● What the exercise asks
Reproduce, word for word, the stretch of the records below from the line containing "form [(112, 157)]." through the line containing "[(150, 35)]", including both of those lines.

------------------------------------------------------------------------

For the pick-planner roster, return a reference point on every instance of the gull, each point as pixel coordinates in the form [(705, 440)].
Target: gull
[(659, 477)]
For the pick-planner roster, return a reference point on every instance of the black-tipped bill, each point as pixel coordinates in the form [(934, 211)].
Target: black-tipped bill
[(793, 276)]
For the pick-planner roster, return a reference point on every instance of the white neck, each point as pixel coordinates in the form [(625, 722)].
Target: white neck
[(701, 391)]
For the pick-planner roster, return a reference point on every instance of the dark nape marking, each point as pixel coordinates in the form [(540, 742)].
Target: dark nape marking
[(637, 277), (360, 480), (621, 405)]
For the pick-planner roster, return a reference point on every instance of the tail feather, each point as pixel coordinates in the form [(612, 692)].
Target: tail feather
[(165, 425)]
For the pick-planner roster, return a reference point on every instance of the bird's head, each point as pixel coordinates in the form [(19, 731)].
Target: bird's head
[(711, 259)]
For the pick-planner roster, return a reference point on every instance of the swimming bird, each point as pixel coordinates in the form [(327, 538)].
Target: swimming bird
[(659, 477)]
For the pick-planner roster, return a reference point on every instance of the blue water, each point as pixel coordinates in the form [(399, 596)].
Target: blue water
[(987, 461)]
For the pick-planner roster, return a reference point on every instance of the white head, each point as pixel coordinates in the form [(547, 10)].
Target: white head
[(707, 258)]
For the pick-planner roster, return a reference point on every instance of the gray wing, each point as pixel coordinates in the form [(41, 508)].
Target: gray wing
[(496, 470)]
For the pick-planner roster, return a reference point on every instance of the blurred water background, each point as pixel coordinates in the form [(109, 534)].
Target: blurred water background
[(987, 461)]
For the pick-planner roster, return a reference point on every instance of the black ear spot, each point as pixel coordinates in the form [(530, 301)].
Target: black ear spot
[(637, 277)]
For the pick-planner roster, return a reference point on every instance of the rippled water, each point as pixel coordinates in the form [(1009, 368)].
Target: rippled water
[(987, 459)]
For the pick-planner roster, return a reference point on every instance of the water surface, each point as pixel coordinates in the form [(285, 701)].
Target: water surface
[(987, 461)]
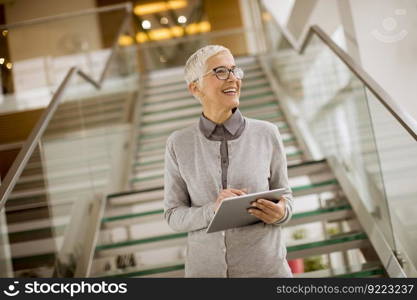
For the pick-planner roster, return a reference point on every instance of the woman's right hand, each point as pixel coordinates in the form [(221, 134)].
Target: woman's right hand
[(227, 193)]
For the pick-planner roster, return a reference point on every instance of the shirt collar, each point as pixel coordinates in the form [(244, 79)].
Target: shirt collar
[(232, 124)]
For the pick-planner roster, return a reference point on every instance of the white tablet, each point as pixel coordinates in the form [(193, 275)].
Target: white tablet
[(233, 211)]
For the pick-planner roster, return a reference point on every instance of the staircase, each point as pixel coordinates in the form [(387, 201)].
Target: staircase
[(135, 241), (74, 159)]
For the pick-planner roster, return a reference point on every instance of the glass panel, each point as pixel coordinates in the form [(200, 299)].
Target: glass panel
[(398, 159), (333, 102), (80, 158), (40, 54)]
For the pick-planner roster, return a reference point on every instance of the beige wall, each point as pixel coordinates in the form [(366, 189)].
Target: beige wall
[(55, 38), (223, 15)]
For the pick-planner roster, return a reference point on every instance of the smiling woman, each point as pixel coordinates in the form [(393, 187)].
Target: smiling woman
[(223, 155)]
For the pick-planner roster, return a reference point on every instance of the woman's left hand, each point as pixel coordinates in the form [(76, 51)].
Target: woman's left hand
[(268, 211)]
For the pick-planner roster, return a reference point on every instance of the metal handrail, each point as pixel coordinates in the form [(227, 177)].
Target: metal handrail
[(29, 145), (406, 121)]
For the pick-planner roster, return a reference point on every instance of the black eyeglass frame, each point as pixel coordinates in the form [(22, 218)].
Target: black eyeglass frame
[(232, 70)]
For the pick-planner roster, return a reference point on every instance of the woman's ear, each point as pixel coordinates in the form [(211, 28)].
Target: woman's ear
[(194, 88)]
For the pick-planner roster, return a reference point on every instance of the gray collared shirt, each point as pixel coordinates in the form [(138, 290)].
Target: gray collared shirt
[(192, 182), (231, 129)]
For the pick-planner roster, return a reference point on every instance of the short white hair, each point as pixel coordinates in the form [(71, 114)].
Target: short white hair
[(194, 67)]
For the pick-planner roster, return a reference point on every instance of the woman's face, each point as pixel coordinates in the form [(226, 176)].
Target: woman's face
[(216, 94)]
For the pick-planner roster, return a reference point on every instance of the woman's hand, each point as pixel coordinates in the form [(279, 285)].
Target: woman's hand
[(227, 193), (268, 211)]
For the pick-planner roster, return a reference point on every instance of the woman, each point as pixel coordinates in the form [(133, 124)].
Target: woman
[(222, 155)]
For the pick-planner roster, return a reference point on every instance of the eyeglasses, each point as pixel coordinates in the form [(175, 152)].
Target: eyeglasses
[(223, 73)]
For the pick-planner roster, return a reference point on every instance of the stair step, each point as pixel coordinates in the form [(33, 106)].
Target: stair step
[(346, 241), (341, 242)]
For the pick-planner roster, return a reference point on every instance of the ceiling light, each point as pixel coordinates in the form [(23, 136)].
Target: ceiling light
[(155, 7), (182, 19), (125, 40), (146, 24)]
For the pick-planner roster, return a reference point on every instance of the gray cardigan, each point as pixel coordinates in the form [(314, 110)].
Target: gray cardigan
[(192, 182)]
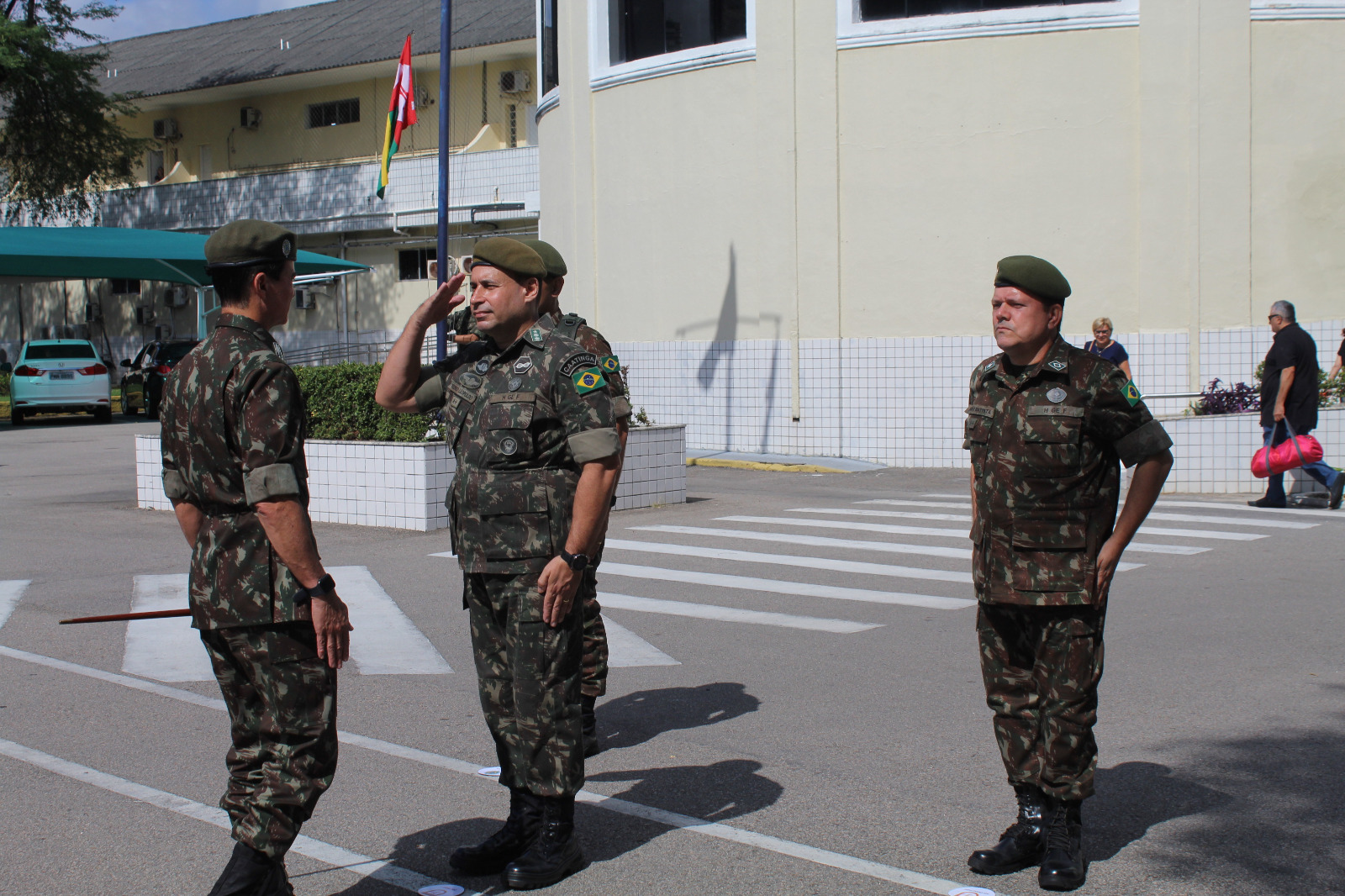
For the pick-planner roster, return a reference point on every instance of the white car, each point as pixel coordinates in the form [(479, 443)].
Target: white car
[(60, 376)]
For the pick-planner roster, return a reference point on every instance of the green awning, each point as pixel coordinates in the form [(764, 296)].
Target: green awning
[(77, 253)]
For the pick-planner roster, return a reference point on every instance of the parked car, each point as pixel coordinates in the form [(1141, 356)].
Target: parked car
[(60, 376), (143, 383)]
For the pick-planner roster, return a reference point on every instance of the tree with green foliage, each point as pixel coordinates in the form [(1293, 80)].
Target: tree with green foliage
[(60, 140)]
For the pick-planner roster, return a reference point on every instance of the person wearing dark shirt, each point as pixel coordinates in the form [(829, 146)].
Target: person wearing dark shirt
[(1289, 401), (1103, 346)]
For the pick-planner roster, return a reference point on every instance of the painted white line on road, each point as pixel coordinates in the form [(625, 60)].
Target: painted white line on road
[(11, 591), (1231, 521), (1247, 509), (891, 514), (1201, 533), (731, 614), (627, 650), (362, 865), (793, 560), (779, 587), (880, 528), (165, 649), (946, 505), (814, 541), (385, 642), (625, 808)]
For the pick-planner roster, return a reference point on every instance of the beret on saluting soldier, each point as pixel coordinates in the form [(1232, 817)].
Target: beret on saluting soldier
[(551, 256), (1035, 276), (510, 256), (242, 244)]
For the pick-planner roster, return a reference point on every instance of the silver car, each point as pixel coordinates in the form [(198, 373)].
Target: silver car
[(60, 376)]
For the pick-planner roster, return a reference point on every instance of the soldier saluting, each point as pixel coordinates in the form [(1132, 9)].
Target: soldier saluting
[(1047, 424), (533, 428), (233, 466)]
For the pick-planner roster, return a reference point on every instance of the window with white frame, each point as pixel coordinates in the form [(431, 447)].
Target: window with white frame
[(861, 24), (636, 40)]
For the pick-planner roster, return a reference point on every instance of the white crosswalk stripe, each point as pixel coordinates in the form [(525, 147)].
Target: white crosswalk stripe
[(773, 586), (627, 650), (385, 642), (163, 649), (732, 614), (11, 591), (791, 560)]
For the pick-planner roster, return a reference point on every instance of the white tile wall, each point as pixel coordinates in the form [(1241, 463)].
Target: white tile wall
[(403, 485)]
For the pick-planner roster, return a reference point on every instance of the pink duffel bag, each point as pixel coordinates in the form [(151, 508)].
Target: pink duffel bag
[(1297, 451)]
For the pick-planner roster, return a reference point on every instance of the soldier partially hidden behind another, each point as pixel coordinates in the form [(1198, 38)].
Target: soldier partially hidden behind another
[(1047, 424), (233, 461), (531, 421)]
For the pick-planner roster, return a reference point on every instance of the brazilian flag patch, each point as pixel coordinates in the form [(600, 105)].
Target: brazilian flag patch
[(588, 380)]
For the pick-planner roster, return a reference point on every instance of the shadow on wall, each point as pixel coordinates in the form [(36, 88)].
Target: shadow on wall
[(717, 362)]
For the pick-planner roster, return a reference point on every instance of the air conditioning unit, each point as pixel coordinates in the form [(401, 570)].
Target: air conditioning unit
[(515, 81)]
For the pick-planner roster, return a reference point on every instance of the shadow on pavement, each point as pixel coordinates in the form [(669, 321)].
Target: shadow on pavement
[(636, 719)]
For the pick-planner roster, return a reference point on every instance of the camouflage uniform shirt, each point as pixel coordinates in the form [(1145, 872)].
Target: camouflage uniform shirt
[(1044, 447), (233, 435), (522, 423)]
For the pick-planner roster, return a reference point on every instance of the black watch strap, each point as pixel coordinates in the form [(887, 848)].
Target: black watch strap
[(324, 587)]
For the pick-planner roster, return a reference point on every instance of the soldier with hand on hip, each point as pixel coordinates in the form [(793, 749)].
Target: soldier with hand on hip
[(533, 427), (1048, 425), (233, 466)]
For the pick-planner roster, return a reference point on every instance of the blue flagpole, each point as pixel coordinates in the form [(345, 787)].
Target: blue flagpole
[(446, 71)]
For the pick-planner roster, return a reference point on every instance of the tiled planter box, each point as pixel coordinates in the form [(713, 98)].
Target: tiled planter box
[(1214, 454), (403, 485)]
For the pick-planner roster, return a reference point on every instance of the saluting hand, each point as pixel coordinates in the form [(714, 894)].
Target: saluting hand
[(558, 584), (439, 306), (331, 622)]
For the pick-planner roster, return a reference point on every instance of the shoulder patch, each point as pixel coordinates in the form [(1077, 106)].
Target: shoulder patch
[(589, 380), (578, 361)]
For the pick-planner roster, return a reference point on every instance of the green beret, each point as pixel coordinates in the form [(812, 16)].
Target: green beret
[(1035, 276), (553, 260), (242, 244), (509, 255)]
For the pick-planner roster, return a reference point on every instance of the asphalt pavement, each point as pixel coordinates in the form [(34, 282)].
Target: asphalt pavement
[(798, 707)]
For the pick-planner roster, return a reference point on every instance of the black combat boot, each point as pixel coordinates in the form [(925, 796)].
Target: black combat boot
[(1022, 844), (1063, 865), (509, 842), (252, 873), (589, 714), (556, 851)]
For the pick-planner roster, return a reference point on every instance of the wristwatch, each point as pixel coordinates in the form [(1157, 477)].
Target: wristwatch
[(324, 587), (578, 562)]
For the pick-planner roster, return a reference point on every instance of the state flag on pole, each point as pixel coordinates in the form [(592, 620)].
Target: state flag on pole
[(401, 113)]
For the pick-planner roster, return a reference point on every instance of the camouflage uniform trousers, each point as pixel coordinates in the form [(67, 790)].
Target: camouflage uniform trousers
[(529, 678), (593, 678), (1042, 667), (282, 717)]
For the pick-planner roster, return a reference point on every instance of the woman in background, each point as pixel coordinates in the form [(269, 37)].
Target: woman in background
[(1103, 346)]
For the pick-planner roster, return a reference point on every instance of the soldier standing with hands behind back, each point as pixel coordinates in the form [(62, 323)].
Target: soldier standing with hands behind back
[(1047, 424), (233, 459), (533, 428)]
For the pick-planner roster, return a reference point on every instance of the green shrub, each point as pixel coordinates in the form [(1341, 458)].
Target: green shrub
[(340, 405)]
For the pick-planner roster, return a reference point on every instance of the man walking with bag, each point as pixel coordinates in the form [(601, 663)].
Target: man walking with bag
[(1289, 403)]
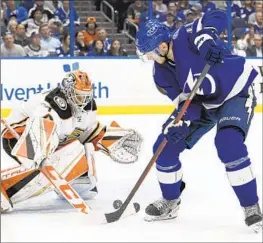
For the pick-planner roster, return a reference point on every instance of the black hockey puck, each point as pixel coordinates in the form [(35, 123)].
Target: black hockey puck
[(117, 204)]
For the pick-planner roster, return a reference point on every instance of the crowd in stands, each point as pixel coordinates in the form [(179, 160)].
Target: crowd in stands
[(247, 21), (41, 28)]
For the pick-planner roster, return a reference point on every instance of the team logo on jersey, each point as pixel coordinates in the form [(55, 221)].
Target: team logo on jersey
[(205, 88), (175, 35), (152, 30), (62, 104)]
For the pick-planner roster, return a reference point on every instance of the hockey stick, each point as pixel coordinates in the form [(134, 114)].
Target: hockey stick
[(56, 179), (114, 216)]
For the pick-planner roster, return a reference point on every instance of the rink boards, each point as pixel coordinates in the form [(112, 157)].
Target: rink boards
[(121, 86)]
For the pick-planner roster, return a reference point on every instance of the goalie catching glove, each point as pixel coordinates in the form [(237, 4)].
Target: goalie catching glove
[(122, 145)]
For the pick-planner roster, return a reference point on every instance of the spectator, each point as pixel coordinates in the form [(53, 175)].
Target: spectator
[(251, 34), (56, 29), (83, 48), (20, 37), (258, 8), (178, 22), (9, 48), (189, 16), (172, 8), (97, 49), (258, 25), (156, 15), (47, 14), (90, 33), (257, 49), (47, 41), (34, 49), (135, 10), (11, 26), (34, 23), (170, 21), (102, 35), (3, 27), (121, 8), (13, 11), (161, 7), (62, 14), (207, 6), (235, 9), (116, 49), (247, 9), (64, 49), (197, 10), (52, 5), (27, 4)]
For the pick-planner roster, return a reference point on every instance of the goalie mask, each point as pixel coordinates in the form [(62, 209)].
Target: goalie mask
[(77, 88)]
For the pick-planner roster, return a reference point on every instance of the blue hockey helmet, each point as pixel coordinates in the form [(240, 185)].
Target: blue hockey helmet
[(150, 35)]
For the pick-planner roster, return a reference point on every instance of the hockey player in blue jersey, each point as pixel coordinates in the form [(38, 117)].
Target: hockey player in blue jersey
[(225, 99)]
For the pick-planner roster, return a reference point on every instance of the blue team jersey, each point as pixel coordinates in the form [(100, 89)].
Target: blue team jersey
[(223, 81)]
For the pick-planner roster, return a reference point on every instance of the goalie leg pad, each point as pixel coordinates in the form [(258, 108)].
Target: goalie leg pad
[(122, 145), (233, 153)]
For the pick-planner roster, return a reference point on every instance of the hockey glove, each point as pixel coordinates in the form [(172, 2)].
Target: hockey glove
[(176, 132), (205, 42), (211, 53)]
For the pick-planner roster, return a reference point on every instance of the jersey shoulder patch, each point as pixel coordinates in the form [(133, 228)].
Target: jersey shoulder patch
[(57, 101)]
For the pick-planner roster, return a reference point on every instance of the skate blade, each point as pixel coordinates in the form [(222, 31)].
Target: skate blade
[(171, 215), (257, 227)]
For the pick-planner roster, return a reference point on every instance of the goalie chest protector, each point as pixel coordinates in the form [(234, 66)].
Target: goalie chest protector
[(57, 100)]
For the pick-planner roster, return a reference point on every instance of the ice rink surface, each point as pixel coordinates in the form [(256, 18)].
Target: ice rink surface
[(209, 210)]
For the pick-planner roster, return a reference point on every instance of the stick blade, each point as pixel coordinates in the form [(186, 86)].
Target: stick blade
[(122, 212)]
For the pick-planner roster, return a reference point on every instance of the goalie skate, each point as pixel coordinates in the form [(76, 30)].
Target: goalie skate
[(253, 217), (162, 209)]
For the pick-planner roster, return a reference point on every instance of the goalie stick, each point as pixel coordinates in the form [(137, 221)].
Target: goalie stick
[(114, 216), (56, 180)]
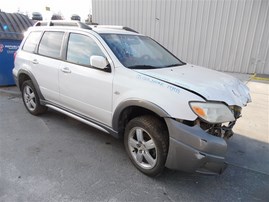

------------------------------------------------------------------------

● Task solution
For the pick-planner roster, return a reference point on every instance of the rink boards, each point as pixel coordinates in the form [(112, 157)].
Target: rink boards
[(121, 86)]
For the pick-planner roster, return a reference point on every instance of the goalie catching glove, each point as pixel coordinates in the form [(237, 4)].
Target: goalie catching glove
[(122, 145)]
For the pick-planner roster, return a reference point on every instance of the spectator, each point as pixel coordinates in the form [(53, 175)].
Target: spectator
[(251, 34), (56, 29), (83, 48), (20, 37), (258, 8), (178, 22), (9, 48), (189, 16), (172, 8), (97, 49), (258, 25), (156, 15), (47, 14), (90, 33), (257, 49), (47, 41), (34, 49), (135, 10), (11, 26), (34, 23), (170, 21), (102, 35), (3, 27), (121, 8), (13, 11), (161, 7), (62, 14), (207, 6), (235, 9), (116, 49), (247, 9), (64, 49), (197, 10), (52, 5), (27, 4)]
For the pick-planner roster, return a reference point on every instance of the goalie mask, each point as pixel coordinates in the form [(62, 209)].
Target: goalie mask
[(77, 88)]
For the pick-planner roster, return a reference point on every instance of the blue hockey helmet, each point as pixel coordinates in the form [(240, 185)].
Target: blue hockey helmet
[(150, 35)]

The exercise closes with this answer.